## start MATERIAL FOR THIS EXERCISE
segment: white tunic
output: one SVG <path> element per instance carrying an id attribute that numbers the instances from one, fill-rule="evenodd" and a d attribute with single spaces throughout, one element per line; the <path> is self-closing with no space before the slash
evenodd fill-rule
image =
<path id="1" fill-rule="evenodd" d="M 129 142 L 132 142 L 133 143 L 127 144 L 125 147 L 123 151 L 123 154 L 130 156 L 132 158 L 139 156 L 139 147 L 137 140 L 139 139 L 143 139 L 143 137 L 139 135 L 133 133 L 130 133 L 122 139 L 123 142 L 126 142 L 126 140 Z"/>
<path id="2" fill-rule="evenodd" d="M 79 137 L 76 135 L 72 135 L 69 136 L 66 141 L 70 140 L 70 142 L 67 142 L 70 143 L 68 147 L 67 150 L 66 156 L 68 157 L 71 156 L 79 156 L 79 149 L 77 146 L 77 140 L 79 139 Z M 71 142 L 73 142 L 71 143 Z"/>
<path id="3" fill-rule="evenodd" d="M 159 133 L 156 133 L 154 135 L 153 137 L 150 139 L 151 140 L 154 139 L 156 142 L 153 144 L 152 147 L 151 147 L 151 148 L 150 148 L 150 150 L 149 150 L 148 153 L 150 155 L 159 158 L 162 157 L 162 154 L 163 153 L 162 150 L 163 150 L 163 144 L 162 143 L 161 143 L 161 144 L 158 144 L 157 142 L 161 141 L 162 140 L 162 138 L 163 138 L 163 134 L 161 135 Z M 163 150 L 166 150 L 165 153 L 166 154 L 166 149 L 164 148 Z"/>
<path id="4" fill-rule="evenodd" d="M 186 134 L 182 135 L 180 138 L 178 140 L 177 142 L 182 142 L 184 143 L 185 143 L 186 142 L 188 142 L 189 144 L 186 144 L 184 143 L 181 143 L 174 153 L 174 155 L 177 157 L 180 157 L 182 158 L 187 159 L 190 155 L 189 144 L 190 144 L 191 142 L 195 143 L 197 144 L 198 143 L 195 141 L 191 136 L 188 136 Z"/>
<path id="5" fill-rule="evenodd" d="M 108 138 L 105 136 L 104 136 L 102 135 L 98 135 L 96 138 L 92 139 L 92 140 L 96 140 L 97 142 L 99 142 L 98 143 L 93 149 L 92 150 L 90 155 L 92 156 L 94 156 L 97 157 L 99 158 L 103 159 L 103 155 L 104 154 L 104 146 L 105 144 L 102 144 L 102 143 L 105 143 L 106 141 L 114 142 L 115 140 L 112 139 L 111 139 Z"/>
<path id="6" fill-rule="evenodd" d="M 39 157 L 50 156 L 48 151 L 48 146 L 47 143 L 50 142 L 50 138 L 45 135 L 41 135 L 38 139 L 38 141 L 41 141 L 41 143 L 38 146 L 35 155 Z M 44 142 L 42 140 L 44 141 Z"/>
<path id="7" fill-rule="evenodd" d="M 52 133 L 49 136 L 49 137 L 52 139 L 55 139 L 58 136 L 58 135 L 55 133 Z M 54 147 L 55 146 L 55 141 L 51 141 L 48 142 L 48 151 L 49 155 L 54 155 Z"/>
## end MATERIAL FOR THIS EXERCISE
REQUIREMENTS =
Please revise the lines above by replacing "white tunic" with "pale tunic" and leaving everything else unchanged.

FINISHED TASK =
segment: pale tunic
output: one SVG <path> element per instance carrying an id attribute that numbers the instances from one, fill-rule="evenodd" and a d attribute with single spaces throughout, one element per line; the <path> is self-closing with no space before the slash
evenodd fill-rule
image =
<path id="1" fill-rule="evenodd" d="M 129 142 L 132 142 L 133 143 L 127 144 L 125 147 L 123 151 L 123 154 L 130 156 L 132 158 L 139 156 L 139 147 L 137 140 L 139 139 L 143 139 L 143 137 L 139 135 L 133 133 L 130 133 L 122 139 L 123 142 L 126 142 L 126 140 Z"/>
<path id="2" fill-rule="evenodd" d="M 79 137 L 76 135 L 72 135 L 69 136 L 66 141 L 70 140 L 70 142 L 67 142 L 70 143 L 68 147 L 67 150 L 66 156 L 68 157 L 71 156 L 79 156 L 79 149 L 77 146 L 77 140 L 79 139 Z M 71 142 L 73 142 L 71 143 Z"/>
<path id="3" fill-rule="evenodd" d="M 159 133 L 156 133 L 154 135 L 153 137 L 150 139 L 151 140 L 154 139 L 156 142 L 153 144 L 152 147 L 151 147 L 151 148 L 150 148 L 150 150 L 149 150 L 148 153 L 150 155 L 159 158 L 162 157 L 162 154 L 163 153 L 162 150 L 163 150 L 163 144 L 162 143 L 161 143 L 161 144 L 158 144 L 157 142 L 161 141 L 162 140 L 162 138 L 163 138 L 163 134 L 161 135 Z M 163 150 L 166 150 L 165 153 L 166 154 L 166 149 L 164 148 Z"/>
<path id="4" fill-rule="evenodd" d="M 186 134 L 182 135 L 180 138 L 178 140 L 177 142 L 182 142 L 184 143 L 185 143 L 186 142 L 188 142 L 189 144 L 186 144 L 184 143 L 181 143 L 174 153 L 174 155 L 177 157 L 180 157 L 182 158 L 187 159 L 190 155 L 189 144 L 190 144 L 191 142 L 195 143 L 197 144 L 198 143 L 195 141 L 191 136 L 188 136 Z"/>
<path id="5" fill-rule="evenodd" d="M 108 138 L 105 136 L 104 136 L 102 135 L 98 135 L 96 138 L 92 139 L 92 140 L 96 140 L 97 142 L 99 142 L 98 143 L 93 149 L 92 150 L 90 155 L 92 156 L 94 156 L 97 157 L 99 158 L 103 159 L 103 155 L 104 154 L 104 146 L 105 144 L 102 144 L 102 143 L 105 143 L 106 141 L 114 142 L 115 140 L 112 139 L 111 139 Z"/>
<path id="6" fill-rule="evenodd" d="M 39 157 L 50 156 L 48 151 L 48 146 L 47 143 L 50 142 L 50 138 L 45 135 L 41 135 L 38 139 L 38 141 L 41 141 L 41 143 L 38 146 L 35 155 Z M 44 142 L 42 140 L 44 141 Z"/>
<path id="7" fill-rule="evenodd" d="M 52 133 L 49 136 L 49 137 L 52 139 L 55 139 L 58 136 L 58 135 L 55 133 Z M 54 147 L 55 146 L 55 141 L 51 141 L 48 142 L 48 151 L 49 155 L 54 155 Z"/>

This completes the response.